§ Document
[student] normalized vs. denormalized schema



  • Hi,

    This is my first post after having enjoyed the site for a while :-)

    Next spring I will have my last year project "working" for a small software shop. I saw some part of their system and the database is highly denormalized and they don't use constraint at all. We 've been trained, in college, in doing normalized schema (like 3. NF) and therefor I'm wondering if it is a normal practice "in real life". It's looks to me that they had to do it that way in the past, is it still necessary with a Dbms like mssql2005?

    Thank you for any comments :-)

    Dom

    btw: one doesn't the "write new post" button when using Opera webbrowser



  • I'm answering me to precise

    • one the button does appear in Opera
    • They actually use Primary Key constriant but no FK



  • Do a little Google searching for a discussion of OLTP vs. OLAP for more details and considerations than I'm giving here.

    The general idea is that in a system where you're going to be inserting data regularly, or need referential integrity, you'll probably want 3NF, or close to it. This is known as OLTP - OnLine Transaction Processing.

    If this is a system that's used primarily for reading/reporting/analysis, and consists of historic or archival data that doesn't change often, or is appended to with a sort of periodic "snapshotting", then it's perfectly reasonable, and often preferable, to keep the data highly denormalized for performance reasons (at the expense of disk space efficiency). This is OLAP - OnLine Analytical Processing. If you've ever heard of the concept of a "data warehouse", it's almost certainly referring to an OLAP system.

    I remember my university didn't make much mention of OLTP vs. OLAP (if any), so I didn't really encounter the significance of it until out in "the real world". Well, welcome to "the real world". :)



  • I agree with db2 on the normalization: In theory, normalization is almost always best, but there are times, especially when you do a lot of querying rather than updating or inserting, where normalization can be a hindrance. Basically, too many joins are bad for performance.

    Regarding what happens in the real world and the lack of FK constraints, keep in mind that many places, especially small software shops, use MySQL as the database, and it has only recently (if ever -- I've not used MySQL in years) begun to offer FK constraints.



  • @Whiskey Tango Foxtrot? Over. said:

    ...keep in mind that many places, especially small software shops, use MySQL as the database, and it has only recently (if ever -- I've not used MySQL in years) begun to offer FK constraints.

    I think you can do them with InnoDB tables, but I'm not totally positive - I spend most of my time with SQL Server.



  • To solve the OLTP vs. OLAP problem, Oracle's database offers something called "materialized views"; that is, views, which offer a denormalized view on the relational data, are backed by hidden tables that are refreshed automatically.

§ Data provided
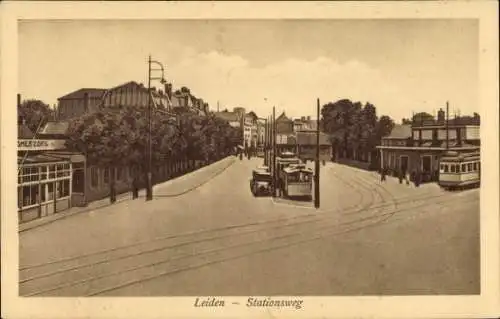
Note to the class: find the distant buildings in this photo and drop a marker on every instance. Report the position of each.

§ Complete the following
• a. Please repeat the passage of the schema thread starting at "Next spring I" and ending at "Dbms like mssql2005?".
• b. Go on with the forum thread about normalized and denormalized schemas from its last sentence.
The lines have no connection to the database schema thread.

§ Results by task
• a.
Next spring I will have my last year project "working" for a small software shop. I saw some part of their system and the database is highly denormalized and they don't use constraint at all. We 've been trained, in college, in doing normalized schema (like 3. NF) and therefor I'm wondering if it is a normal practice "in real life". It's looks to me that they had to do it that way in the past, is it still necessary with a Dbms like mssql2005?

• b.
     



  • Hi again,
    (republish after the helpfull moderation)

    I'm aware of the OLTP vs OLAP but didn't thought about it, thanks for the reminder :-).
    I actually don't know the distribution of the queries but guess it is a lot of insert,  a lot of select with some big ones due to reporting and very few update/delete
    They've been using various "big" rdbms and are evaluating moving at least some pieces to MSsql05.

    about the materialized view: I was wondering if it would have an impact on the performance (because of the updating prosess), Is it usual to abstract the phisical modell with views (representing for example the entity model)?

    Thank you for the constructives responses, I think I can now try to make my mind with broader arguments than "WTF it's all denormalized!" :-)

    Dom



  • [quote user="ammoQ"]To solve the OLTP vs. OLAP problem, Oracle's database offers something called "materialized views"; that is, views, which offer a denormalized view on the relational data, are backed by hidden tables that are refreshed automatically.[/quote]

    Really? Coooool. We use Oracle at work here, but I don't get to do much with it other than write up a stored procedure spec and hand it off to the "DB Guru". Which of course means that unless I play in my *off* time, I don't git to learn nuthin.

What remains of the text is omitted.